--- SUPPLIED PASSAGE ---
[Start of Attachment]

The normalcy of dormancy: common themes in microbial quiescence

Abstract

All microorganisms are exposed to periodic stresses that inhibit growth. Many bacteria and fungi weather these periods by entering a hardy, nonreplicating state, often termed quiescence or dormancy. When this occurs during an infection, the resulting slowly growing pathogen is able to tolerate both immune insults and prolonged antibiotic exposure. While the stresses encountered in a free-living environment may differ from those imposed by host immunity, these growth-limiting conditions impose common pressures, and many of the corresponding microbial responses appear to be universal. In this review, we discuss the common features of these growth-limited states, which suggest new approaches for treating chronic infections such as tuberculosis.

Figure 1. Strategies to overcome growth-limiting stress

All microorganisms encounter periods during which growth is impossible. Three fundamental themes describe the strategies used to weather these periods. “Bust and boom” describes a strategy that relies on the dynamic persistence of a small subpopulation, “sporulation” is defined by the production of metabolically-inactive spores, and “quiescence” describes a metabolically-active non-replicating cell that is resistant to many environmental insults. These strategies differ in several important respects including the population density of persistent organisms, the sensitivity of these cells to toxins and antibiotics, and the differential dependence on rapid growth to repopulate the niche.

[End of Attachment]

--- EXERCISE PROMPT ---
Copy the dormancy review between "All microorganisms are" and "such as tuberculosis.", inclusive, substituting "resilient" for "hardy". The records after this point have no connection to the dormancy review.

Data excerpts:
[Start of Attachment]

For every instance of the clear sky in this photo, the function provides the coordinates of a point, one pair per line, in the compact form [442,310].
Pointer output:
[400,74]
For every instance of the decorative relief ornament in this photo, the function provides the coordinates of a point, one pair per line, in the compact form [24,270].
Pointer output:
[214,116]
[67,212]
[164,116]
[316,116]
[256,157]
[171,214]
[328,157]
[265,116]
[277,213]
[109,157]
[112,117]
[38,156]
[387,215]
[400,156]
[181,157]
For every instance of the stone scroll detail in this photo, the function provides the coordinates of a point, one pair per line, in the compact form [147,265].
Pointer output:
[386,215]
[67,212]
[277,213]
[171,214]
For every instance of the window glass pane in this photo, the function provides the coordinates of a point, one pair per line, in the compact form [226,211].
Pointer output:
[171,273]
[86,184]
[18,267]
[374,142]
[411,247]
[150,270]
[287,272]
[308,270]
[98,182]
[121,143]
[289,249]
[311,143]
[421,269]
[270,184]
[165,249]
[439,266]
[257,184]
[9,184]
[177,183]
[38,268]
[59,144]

[End of Attachment]
[Start of Attachment]

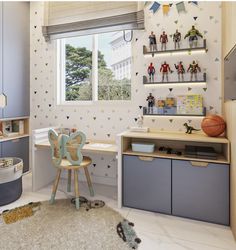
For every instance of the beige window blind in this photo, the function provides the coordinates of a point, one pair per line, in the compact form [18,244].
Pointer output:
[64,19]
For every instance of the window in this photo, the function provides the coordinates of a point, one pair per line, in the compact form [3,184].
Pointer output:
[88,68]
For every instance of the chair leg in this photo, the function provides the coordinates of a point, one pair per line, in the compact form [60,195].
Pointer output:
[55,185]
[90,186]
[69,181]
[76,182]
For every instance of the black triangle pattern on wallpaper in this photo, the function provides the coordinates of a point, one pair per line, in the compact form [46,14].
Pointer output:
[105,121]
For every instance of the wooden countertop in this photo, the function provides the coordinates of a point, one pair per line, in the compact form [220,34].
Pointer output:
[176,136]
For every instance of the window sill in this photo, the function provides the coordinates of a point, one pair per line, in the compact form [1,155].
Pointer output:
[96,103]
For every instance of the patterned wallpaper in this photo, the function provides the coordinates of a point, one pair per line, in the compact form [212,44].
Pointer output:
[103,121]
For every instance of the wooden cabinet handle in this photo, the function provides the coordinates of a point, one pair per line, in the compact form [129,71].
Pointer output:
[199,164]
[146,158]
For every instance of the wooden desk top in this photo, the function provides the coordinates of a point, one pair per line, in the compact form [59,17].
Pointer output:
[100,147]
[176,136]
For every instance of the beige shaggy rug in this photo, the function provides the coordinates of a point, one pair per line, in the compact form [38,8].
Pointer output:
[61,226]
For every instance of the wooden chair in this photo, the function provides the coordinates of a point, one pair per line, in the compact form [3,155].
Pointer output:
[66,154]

[End of Attachment]

--- OUTPUT OF THE EXERCISE ---
All microorganisms are exposed to periodic stresses that inhibit growth. Many bacteria and fungi weather these periods by entering a resilient, nonreplicating state, often termed quiescence or dormancy. When this occurs during an infection, the resulting slowly growing pathogen is able to tolerate both immune insults and prolonged antibiotic exposure. While the stresses encountered in a free-living environment may differ from those imposed by host immunity, these growth-limiting conditions impose common pressures, and many of the corresponding microbial responses appear to be universal. In this review, we discuss the common features of these growth-limited states, which suggest new approaches for treating chronic infections such as tuberculosis.